== TEXT EXTRACT

Homework exercise

To be solved at home before the exercise session.

  1. Visit the website https://datavizproject.com/ and pick one data visualization/plot that interests you. Find out how it is drawn and what aspects of the data the different components represent. Be prepared to explain how your visualization of choice works in the class.

  2. Type the command data() in R to show all data sets currently available in your installed packages. Go through the data sets and pick one that interests you. Check the help file of the data set using the command ?packagename for more detailed information. Be prepared to describe your answers to the following questions in the class:
    • What is the purpose of the data? What kind of phenomenon does it describe?
    • What kind of study is behind the data (observational, controlled, simulation, survey or something else)?
    • How is the data represented in R (univariate, multivariate, time series…)?
    • What kind of plots would you use to best summarize the data?
    • What kind of numerical statistics would you use to best summarize the data?

Class exercise

To be solved at the exercise session.

Note: all the needed data sets are available in base R.

  1. The data set rivers contains the lengths of 141 major rivers in North America.
    1. Find a suitable way to visualize the data and plot it.
    2. How are the lengths distributed based on your plot?
    3. Discretize the lengths into six classes: [min, 250], (250, 500], (500, 750], (750, 1000], (1000, 1250], (1250, max]. The function cut may prove helpful.
    4. Find a suitable way to visualize the discretized data and plot it.
    5. Which of the two visualizations is more informative?

  1. The data set islands contains the areas of all landmasses in the world which exceed a certain threshold.
    1. Find a suitable way to visualize the data and plot it.
    2. How are the landmasses distributed based on your plot?

====

◆ DIRECTION A
In the exercise sheet, how many major North American rivers have their lengths recorded in the rivers data set?
The listing that comes next has no connection to the exercise sheet.

== INPUT RECORDS

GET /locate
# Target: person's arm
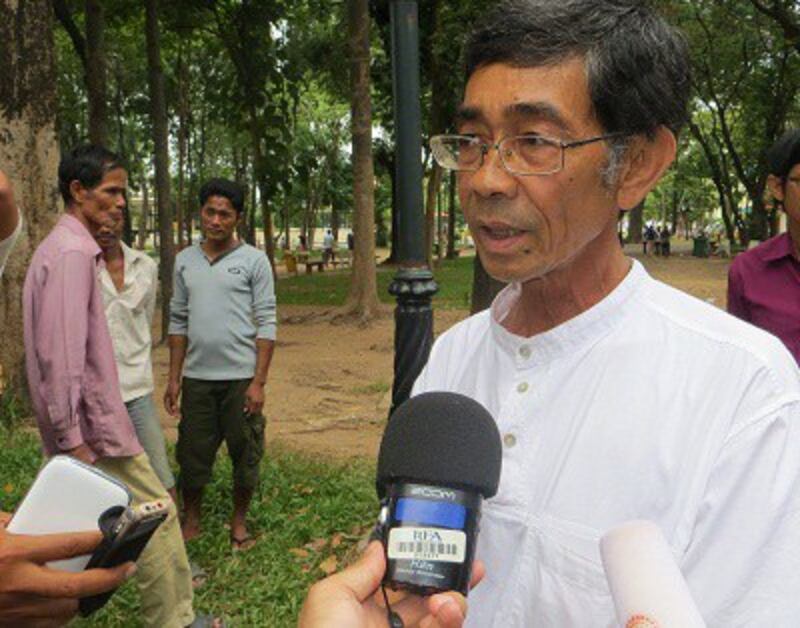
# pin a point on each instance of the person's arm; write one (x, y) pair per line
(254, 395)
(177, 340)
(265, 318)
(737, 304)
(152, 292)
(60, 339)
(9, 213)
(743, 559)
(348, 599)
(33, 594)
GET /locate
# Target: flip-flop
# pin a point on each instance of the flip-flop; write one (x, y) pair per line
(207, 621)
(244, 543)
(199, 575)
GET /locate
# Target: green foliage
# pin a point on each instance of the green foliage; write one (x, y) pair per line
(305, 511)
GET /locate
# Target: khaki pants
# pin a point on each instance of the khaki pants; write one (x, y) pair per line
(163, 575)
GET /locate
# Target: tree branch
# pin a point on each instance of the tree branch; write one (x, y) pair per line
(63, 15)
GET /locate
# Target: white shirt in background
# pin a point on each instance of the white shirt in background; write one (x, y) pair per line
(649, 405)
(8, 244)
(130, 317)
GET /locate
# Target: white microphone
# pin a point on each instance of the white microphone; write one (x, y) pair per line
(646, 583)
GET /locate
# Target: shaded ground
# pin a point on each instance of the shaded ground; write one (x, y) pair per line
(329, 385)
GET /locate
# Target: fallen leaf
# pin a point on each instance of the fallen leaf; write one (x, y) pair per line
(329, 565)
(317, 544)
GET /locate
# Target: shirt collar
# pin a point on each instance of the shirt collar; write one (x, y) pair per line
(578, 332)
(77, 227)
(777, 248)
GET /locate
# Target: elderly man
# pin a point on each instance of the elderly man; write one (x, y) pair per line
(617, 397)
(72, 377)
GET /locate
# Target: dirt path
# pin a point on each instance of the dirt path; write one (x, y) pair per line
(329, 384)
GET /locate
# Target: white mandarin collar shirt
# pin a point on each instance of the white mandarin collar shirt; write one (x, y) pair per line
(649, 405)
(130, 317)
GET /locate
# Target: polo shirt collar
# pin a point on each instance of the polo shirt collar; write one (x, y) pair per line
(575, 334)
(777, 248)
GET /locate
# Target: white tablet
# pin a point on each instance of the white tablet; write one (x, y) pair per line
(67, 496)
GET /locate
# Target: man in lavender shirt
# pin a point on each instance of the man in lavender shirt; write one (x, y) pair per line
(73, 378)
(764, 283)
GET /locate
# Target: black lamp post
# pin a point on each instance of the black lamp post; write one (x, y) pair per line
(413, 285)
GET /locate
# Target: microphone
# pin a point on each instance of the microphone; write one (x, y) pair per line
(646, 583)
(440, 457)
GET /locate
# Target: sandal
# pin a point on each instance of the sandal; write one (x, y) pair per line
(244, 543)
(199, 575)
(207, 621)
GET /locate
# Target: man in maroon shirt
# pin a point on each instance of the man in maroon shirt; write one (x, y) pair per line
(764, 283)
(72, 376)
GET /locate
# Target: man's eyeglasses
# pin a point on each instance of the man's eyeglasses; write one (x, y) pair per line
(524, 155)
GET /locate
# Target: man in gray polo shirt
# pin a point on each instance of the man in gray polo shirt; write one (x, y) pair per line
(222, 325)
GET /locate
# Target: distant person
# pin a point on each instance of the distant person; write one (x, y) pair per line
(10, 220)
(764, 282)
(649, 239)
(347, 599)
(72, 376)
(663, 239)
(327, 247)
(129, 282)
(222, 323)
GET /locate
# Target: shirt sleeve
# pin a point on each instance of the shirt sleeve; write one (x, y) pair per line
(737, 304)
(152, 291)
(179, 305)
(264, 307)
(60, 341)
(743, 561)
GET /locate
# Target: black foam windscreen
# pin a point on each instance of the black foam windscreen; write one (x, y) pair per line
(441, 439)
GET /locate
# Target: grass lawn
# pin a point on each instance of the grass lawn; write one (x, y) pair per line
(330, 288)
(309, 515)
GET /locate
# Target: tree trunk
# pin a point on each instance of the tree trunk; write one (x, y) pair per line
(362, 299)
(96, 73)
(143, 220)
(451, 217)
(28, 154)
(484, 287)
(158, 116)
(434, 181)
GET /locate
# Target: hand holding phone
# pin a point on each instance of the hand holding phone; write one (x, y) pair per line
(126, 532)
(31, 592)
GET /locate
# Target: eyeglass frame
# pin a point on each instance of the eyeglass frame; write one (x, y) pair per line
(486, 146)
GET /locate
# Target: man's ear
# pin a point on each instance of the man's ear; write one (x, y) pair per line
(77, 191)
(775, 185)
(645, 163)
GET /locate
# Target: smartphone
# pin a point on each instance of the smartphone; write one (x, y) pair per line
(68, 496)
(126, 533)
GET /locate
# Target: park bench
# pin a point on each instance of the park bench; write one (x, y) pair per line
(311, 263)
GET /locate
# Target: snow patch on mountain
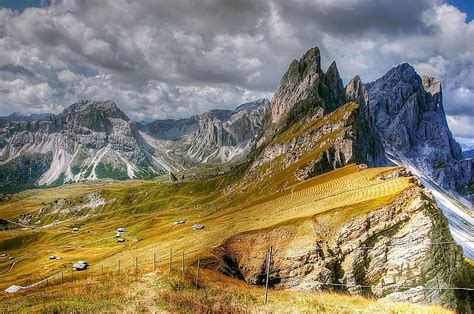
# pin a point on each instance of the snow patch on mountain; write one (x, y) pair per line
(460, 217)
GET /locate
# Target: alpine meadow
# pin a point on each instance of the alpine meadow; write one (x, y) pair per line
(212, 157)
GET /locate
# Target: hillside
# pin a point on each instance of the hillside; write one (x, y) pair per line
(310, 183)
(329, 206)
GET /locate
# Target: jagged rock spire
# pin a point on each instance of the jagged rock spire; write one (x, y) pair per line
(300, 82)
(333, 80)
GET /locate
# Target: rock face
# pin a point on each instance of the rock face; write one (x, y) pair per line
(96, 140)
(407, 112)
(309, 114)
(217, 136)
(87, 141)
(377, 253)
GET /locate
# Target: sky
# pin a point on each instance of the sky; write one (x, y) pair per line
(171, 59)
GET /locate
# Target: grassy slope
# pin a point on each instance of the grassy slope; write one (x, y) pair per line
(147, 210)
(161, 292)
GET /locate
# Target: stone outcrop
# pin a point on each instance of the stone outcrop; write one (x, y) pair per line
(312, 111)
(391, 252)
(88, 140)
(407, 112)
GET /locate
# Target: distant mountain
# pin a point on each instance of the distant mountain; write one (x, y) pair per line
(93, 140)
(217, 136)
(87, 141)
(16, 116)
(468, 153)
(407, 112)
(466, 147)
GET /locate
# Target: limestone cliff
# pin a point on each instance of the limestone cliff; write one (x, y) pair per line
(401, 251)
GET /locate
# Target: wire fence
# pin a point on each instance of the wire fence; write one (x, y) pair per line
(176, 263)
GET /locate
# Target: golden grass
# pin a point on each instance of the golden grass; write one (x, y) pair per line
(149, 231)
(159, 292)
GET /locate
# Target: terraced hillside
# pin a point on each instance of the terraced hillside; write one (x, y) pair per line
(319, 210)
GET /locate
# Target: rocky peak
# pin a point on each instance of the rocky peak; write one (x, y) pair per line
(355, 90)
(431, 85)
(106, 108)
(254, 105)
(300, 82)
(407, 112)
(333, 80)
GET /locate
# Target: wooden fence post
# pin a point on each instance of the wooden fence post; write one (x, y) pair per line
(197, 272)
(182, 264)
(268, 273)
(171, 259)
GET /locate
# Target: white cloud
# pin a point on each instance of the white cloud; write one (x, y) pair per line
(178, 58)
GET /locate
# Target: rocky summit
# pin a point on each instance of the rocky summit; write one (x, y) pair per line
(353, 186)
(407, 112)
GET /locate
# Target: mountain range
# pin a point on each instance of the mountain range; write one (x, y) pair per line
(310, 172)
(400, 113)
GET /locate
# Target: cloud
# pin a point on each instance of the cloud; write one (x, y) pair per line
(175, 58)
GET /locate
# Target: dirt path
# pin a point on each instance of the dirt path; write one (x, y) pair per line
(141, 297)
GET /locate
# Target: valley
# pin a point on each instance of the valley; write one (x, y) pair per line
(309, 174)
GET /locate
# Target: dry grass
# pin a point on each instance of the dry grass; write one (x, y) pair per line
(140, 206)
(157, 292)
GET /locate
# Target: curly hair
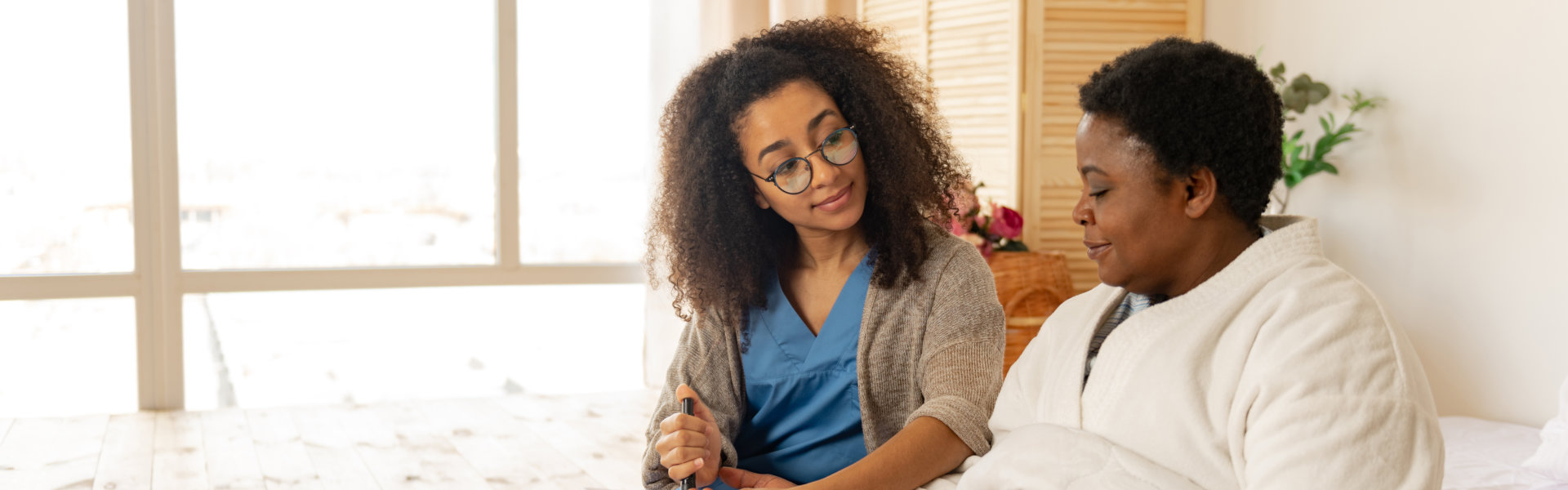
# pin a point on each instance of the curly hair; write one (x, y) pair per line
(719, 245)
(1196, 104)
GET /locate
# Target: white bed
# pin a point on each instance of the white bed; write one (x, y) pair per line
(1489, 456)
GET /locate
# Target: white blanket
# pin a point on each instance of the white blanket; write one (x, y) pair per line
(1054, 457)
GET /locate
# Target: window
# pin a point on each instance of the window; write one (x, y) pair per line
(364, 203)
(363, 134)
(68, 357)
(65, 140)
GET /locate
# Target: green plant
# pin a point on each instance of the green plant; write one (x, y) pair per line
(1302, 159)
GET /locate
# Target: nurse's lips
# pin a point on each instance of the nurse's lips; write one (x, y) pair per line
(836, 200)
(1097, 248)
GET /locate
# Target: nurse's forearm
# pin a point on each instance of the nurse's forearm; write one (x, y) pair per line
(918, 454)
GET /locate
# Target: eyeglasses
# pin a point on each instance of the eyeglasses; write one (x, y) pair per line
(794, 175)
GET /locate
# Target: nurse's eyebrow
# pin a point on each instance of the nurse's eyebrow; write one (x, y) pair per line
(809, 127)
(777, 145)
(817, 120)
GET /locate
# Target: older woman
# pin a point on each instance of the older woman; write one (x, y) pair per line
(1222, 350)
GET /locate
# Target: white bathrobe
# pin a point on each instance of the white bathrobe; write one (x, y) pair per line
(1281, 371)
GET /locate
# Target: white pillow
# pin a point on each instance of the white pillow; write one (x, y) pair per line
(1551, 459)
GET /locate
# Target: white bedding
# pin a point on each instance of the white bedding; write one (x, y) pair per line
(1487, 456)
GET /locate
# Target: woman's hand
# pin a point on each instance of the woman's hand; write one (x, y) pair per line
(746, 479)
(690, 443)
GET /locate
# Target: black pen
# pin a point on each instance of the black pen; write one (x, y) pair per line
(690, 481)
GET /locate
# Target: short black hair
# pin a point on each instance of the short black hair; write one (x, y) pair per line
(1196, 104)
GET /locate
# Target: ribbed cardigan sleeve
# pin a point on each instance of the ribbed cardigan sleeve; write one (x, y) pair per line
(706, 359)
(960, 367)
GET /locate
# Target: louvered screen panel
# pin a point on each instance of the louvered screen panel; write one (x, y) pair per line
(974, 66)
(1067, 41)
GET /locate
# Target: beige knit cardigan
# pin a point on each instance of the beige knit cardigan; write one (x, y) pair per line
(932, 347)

====

◆ DIRECTION B
How many lines of the listing contain the string "bathrobe"? Case counts, and only the number should be given.

◆ TASK ANSWER A
141

◆ TASK ANSWER B
2